> [TASK GOAL]: Reproduce the passage on hyaluronic acid in tissue engineering scaffolds in full, without changing a word.

> [TEXT FOR ANALYSIS]:
⁂
Hyaluronic acid (HA) is used extensively in tissue engineering scaffolds due to its important structural and signaling roles in a variety of tissues, including the joint. It is a nonsulfated glysocaminoglycan (GAG) composed of repeating disaccharide units of glucuronic acid and N-acetylglucosamine. The carboxylate group of glucuronic acid allows for relatively facile crosslinking and chemical modification of HA forming hydrogels or sponges, which has led to its evaluation as a scaffold material for a variety of tissues. However, the resultant HA-based scaffolds exhibit little similarity with the natural structure and presentation of HA found in the body. The bioactivity of HA is highly dependent on the molecular weight of the polymer and its associations with other proteins and extracellular matrix (ECM) components, and it is unclear how crosslinked HA scaffolds would affect cellular behavior compared to its natural presentation. Furthermore, the covalent modification of the HA backbone itself may significantly change its biological activity in unanticipated ways. A more natural, biologically relevant presentation of the HA may yield greater insight into the effects of HA-based scaffolds for tissue engineering, and may better potentiate tissue repair.
⁂
> [DATA TO EXAMINE]:
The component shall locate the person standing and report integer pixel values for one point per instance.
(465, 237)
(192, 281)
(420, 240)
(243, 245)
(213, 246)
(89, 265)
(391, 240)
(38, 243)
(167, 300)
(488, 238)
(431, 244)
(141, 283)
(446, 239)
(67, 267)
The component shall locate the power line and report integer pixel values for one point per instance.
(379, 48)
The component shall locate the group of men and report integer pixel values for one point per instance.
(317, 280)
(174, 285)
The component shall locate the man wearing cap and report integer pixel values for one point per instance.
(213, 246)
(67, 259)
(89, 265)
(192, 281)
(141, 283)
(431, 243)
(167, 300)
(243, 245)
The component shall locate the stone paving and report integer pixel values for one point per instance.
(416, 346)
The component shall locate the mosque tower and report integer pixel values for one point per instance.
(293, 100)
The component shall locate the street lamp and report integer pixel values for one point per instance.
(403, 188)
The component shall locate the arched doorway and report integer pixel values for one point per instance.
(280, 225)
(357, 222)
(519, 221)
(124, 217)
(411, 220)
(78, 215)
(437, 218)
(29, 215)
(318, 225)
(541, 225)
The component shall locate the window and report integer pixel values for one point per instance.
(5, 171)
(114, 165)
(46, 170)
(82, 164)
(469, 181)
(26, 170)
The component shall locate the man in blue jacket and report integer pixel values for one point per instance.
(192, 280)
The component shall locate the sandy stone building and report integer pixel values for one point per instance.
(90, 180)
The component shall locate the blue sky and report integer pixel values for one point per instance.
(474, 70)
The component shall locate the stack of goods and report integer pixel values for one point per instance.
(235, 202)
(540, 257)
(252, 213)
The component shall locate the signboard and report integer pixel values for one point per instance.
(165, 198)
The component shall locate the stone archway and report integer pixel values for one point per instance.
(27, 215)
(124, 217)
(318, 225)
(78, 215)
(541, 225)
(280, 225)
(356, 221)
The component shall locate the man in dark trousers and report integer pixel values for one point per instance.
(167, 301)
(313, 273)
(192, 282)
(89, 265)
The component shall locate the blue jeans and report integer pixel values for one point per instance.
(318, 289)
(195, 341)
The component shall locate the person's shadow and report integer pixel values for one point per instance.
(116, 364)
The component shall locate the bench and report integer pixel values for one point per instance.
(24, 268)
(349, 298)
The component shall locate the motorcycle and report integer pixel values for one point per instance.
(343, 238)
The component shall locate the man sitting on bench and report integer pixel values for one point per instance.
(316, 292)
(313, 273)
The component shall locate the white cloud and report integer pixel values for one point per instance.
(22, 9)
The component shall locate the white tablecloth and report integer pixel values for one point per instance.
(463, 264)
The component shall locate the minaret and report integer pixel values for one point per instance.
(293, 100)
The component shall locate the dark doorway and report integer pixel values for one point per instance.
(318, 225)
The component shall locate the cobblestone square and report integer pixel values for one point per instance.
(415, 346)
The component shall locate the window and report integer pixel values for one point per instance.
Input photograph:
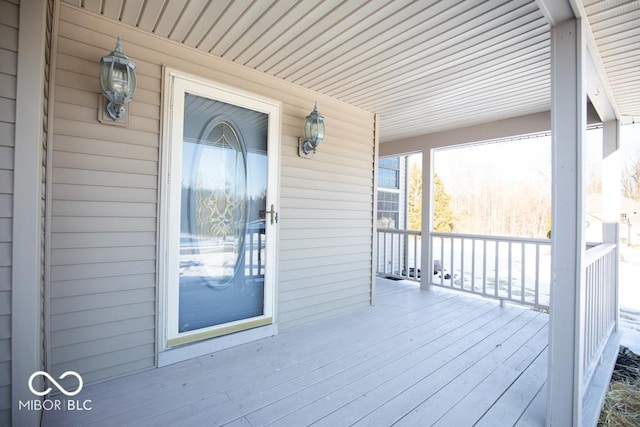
(388, 209)
(389, 172)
⁂
> [ANSWER TO THE PROBLEM]:
Hyaluronic acid (HA) is used extensively in tissue engineering scaffolds due to its important structural and signaling roles in a variety of tissues, including the joint. It is a nonsulfated glysocaminoglycan (GAG) composed of repeating disaccharide units of glucuronic acid and N-acetylglucosamine. The carboxylate group of glucuronic acid allows for relatively facile crosslinking and chemical modification of HA forming hydrogels or sponges, which has led to its evaluation as a scaffold material for a variety of tissues. However, the resultant HA-based scaffolds exhibit little similarity with the natural structure and presentation of HA found in the body. The bioactivity of HA is highly dependent on the molecular weight of the polymer and its associations with other proteins and extracellular matrix (ECM) components, and it is unclear how crosslinked HA scaffolds would affect cellular behavior compared to its natural presentation. Furthermore, the covalent modification of the HA backbone itself may significantly change its biological activity in unanticipated ways. A more natural, biologically relevant presentation of the HA may yield greater insight into the effects of HA-based scaffolds for tissue engineering, and may better potentiate tissue repair.